(Extracted records)
+++
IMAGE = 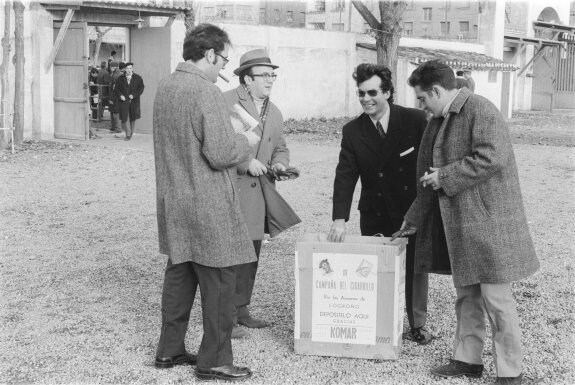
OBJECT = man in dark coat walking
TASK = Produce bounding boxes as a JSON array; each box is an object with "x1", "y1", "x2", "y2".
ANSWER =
[
  {"x1": 394, "y1": 60, "x2": 539, "y2": 384},
  {"x1": 328, "y1": 63, "x2": 432, "y2": 344},
  {"x1": 153, "y1": 24, "x2": 259, "y2": 381},
  {"x1": 114, "y1": 63, "x2": 144, "y2": 140}
]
+++
## Your goal
Rewrite the records with "dark coat" changed to "black coat" and everything else kept the same. Omit the pictures from your answer.

## The result
IMAGE = 
OBJECT = man in black coat walking
TASK = Produce bounding boxes as a JSON array; each box is an object with "x1", "y1", "x2", "y2".
ANSWER =
[
  {"x1": 394, "y1": 60, "x2": 539, "y2": 384},
  {"x1": 328, "y1": 63, "x2": 432, "y2": 344},
  {"x1": 153, "y1": 24, "x2": 259, "y2": 381},
  {"x1": 114, "y1": 63, "x2": 144, "y2": 140}
]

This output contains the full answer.